- BRIEF: For the word "target", return each line of the data in which it occurs.

(INPUT FOR THIS TASK begins)

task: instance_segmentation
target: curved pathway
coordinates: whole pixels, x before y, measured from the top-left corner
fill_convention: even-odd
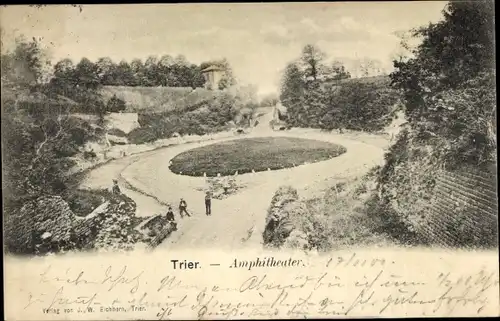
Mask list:
[[[268,118],[269,115],[263,117]],[[113,177],[130,184],[126,189],[138,202],[138,212],[152,215],[171,204],[177,212],[181,197],[188,203],[191,218],[180,219],[178,231],[165,240],[160,248],[210,247],[232,250],[241,247],[259,247],[264,229],[267,209],[276,189],[281,185],[292,185],[299,195],[314,194],[333,180],[343,180],[366,173],[372,166],[381,164],[384,150],[380,146],[364,143],[359,139],[348,139],[344,135],[321,133],[317,130],[293,129],[274,132],[267,121],[255,127],[244,137],[288,136],[330,141],[343,145],[347,152],[330,160],[300,165],[294,168],[248,173],[237,176],[237,183],[245,186],[240,192],[224,200],[212,200],[212,216],[204,214],[203,177],[190,177],[172,173],[169,161],[177,154],[198,146],[214,144],[227,139],[172,146],[143,155],[117,160],[92,171],[86,181],[87,187],[99,186],[103,178],[106,184]],[[235,137],[230,139],[239,139]],[[331,186],[331,185],[330,185]],[[138,193],[138,191],[140,193]],[[134,193],[145,199],[136,199]],[[153,196],[147,197],[145,195]],[[135,195],[137,196],[137,195]],[[146,213],[150,211],[150,213]]]

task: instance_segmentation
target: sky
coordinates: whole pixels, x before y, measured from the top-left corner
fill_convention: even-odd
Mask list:
[[[0,8],[3,49],[15,35],[41,38],[54,62],[82,57],[119,62],[184,55],[226,57],[240,83],[276,91],[286,64],[306,44],[358,75],[359,61],[392,70],[397,33],[441,19],[443,1],[267,4],[51,5]],[[81,9],[81,10],[80,10]]]

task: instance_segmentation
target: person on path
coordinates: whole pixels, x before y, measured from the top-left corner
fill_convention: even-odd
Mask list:
[[[168,207],[167,221],[169,221],[169,222],[175,222],[175,216],[174,216],[174,212],[172,211],[172,207],[171,206]]]
[[[183,213],[185,215],[191,217],[191,215],[187,211],[187,203],[186,203],[186,201],[183,198],[181,198],[181,202],[179,203],[179,214],[180,214],[181,218],[184,217]]]
[[[205,211],[207,216],[212,215],[212,195],[209,191],[205,194]]]
[[[175,222],[175,216],[171,206],[168,207],[167,222],[170,223],[174,231],[177,231],[177,223]]]
[[[120,194],[120,186],[118,186],[118,181],[116,179],[113,180],[113,188],[112,188],[113,194]]]

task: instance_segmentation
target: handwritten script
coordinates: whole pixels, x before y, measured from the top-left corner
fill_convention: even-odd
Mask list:
[[[426,264],[417,268],[356,253],[315,263],[257,272],[229,264],[199,271],[156,265],[154,272],[144,264],[103,265],[92,272],[78,265],[64,270],[46,265],[34,282],[23,284],[16,313],[34,319],[168,320],[482,316],[498,311],[494,266],[425,269]]]

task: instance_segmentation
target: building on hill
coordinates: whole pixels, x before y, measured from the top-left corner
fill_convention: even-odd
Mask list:
[[[211,65],[202,71],[203,77],[205,77],[205,88],[207,89],[218,89],[219,81],[222,79],[222,76],[225,70],[219,66]]]

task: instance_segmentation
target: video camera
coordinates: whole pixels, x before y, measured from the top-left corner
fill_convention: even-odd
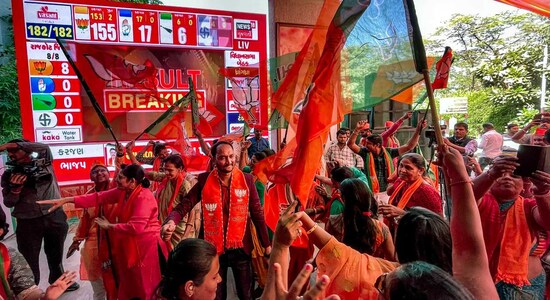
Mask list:
[[[46,161],[45,158],[33,157],[32,161],[27,164],[18,164],[9,161],[6,163],[6,170],[11,172],[11,174],[21,174],[29,178],[40,179],[50,174],[46,169],[49,165],[51,165],[51,162]]]
[[[447,125],[439,125],[441,127],[441,130],[447,129]],[[428,143],[428,147],[431,147],[434,144],[437,144],[436,138],[435,138],[435,129],[433,126],[428,126],[428,128],[424,131],[424,136],[430,140]]]

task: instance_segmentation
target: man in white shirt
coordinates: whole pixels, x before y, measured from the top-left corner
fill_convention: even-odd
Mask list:
[[[479,165],[481,169],[485,169],[486,166],[493,162],[493,159],[500,155],[502,152],[503,139],[500,133],[496,132],[493,124],[483,124],[483,135],[481,136],[481,142],[478,145],[479,149],[483,149],[479,155]]]

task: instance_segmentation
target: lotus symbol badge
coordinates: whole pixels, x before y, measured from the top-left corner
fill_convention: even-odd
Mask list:
[[[245,189],[235,189],[235,195],[237,196],[237,202],[242,202],[243,197],[246,196]]]

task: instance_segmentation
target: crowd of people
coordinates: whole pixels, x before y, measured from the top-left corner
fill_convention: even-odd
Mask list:
[[[258,166],[276,154],[259,129],[212,145],[194,129],[211,159],[200,174],[162,143],[148,144],[149,160],[145,150],[134,156],[134,142],[118,144],[109,164],[91,167],[88,193],[65,198],[47,145],[1,145],[18,251],[0,243],[0,299],[55,299],[78,288],[62,265],[67,203],[83,209],[67,257],[80,251],[80,279],[94,299],[226,299],[228,268],[239,299],[545,299],[550,174],[516,175],[517,150],[504,142],[550,144],[550,115],[522,130],[509,124],[503,135],[484,124],[479,141],[456,123],[433,161],[419,150],[424,120],[410,139],[396,134],[411,115],[380,134],[367,121],[340,128],[306,205],[261,175]],[[273,199],[277,188],[284,199]],[[272,228],[269,201],[286,201]],[[0,228],[5,235],[2,214]],[[42,241],[45,292],[37,287]]]

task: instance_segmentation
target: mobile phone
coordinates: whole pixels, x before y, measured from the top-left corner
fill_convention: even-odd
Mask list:
[[[518,148],[519,167],[514,175],[529,177],[535,171],[550,173],[550,147],[537,145],[520,145]]]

(INPUT FOR THIS TASK ends)

- ANSWER:
target: curved pathway
target: sky
target: person on path
target: handwritten script
target: building on hill
target: video camera
target: man in white shirt
target: lotus symbol badge
target: crowd of people
target: mobile phone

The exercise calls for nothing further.